*** TEXT SECTION ***

Art therapist Larry Crost inspires the kids who inspire him

Published in the South Loop Journal, October 2014


CROST002Printers Row resident Larry Crost considers himself one of the luckiest educators in the city. For more than twenty years, the registered Art Therapist has helped students in the Chicago Public Schools learn about creativity while making their own masterpieces through a hands-on, customized studio program called Art Colony.

“We’ve got a lot of young talent in Chicago!” he exclaims. “It never ceases to amaze me.”

Working in grade school and high school campuses throughout the city, Crost teaches kids that basic household items can be decorated, reconfigured and retrofitted into stylistic accessories of inspirational beauty. Plastic spoons, for example, can be done up with colorful faces to make catchy kitchen wall hangings. Worn-out old furniture can be deconstructed into countless fabric, metal and wood displays.

Crost is not only an enthusiastic supporter of the process — which he describes as an “innovative methodology applied to art” — but he also wrote the book on it. Artscope, published in 1978, goes beyond the typical “here’s how” instructions found in most art education guides and gets right down to the techniques and application.

*** End of TEXT SECTION ***
*** STORED DATA ***

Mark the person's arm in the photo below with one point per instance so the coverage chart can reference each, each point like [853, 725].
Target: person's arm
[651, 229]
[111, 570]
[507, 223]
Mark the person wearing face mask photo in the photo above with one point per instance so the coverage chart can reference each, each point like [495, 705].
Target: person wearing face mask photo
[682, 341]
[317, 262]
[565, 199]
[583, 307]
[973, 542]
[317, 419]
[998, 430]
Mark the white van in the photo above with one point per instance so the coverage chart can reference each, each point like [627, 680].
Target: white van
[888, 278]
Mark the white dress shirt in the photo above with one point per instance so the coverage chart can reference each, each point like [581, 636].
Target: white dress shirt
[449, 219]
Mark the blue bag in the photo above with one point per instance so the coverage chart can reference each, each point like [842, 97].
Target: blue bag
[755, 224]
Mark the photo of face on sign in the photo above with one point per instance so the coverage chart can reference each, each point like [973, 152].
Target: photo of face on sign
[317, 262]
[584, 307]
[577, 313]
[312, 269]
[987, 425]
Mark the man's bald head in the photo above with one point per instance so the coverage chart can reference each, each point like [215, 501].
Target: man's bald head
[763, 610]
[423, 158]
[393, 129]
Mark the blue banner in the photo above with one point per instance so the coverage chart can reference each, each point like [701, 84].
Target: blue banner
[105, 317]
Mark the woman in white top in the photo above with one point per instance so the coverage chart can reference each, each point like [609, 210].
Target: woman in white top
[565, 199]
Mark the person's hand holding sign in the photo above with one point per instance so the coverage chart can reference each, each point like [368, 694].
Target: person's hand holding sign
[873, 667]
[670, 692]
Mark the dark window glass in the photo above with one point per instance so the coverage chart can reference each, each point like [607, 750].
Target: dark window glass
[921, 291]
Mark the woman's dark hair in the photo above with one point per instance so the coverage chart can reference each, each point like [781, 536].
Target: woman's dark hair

*** End of STORED DATA ***

EXERCISE SET –
[1] From the article about art therapist Larry Crost, copy the passage between "Published in the" and "called Art Colony.", inclusive.
[2] Write the next part of the article about art therapist Larry Crost, continuing from its last sentence.

ANSWERS PER TASK –
[1]
Published in the South Loop Journal, October 2014


CROST002Printers Row resident Larry Crost considers himself one of the luckiest educators in the city. For more than twenty years, the registered Art Therapist has helped students in the Chicago Public Schools learn about creativity while making their own masterpieces through a hands-on, customized studio program called Art Colony.

[2]
It’s not just kids who can benefit from his approach. Art Colony was designed to be a multigenerational method, and Crost has employed it to persuade professional seminar attendees “to do things they’re not accustomed to.” He has also showed his own work in New York City’s New Century Art Gallery and supplied it as reference material for Smithsonian Associate Magazine.

On his next project, Crost hopes to take the lesson a step further and show young artists how to make money from their creativity, ideally with the help of Chicago’s business world. Although he has yet to procure corporate sponsorship, he has no trouble coming up with ideas. “We should allow kids to learn profit sharing,” he says. “They could take designs and make tablecloths or t-shirts and sell them. They could make money from their art.”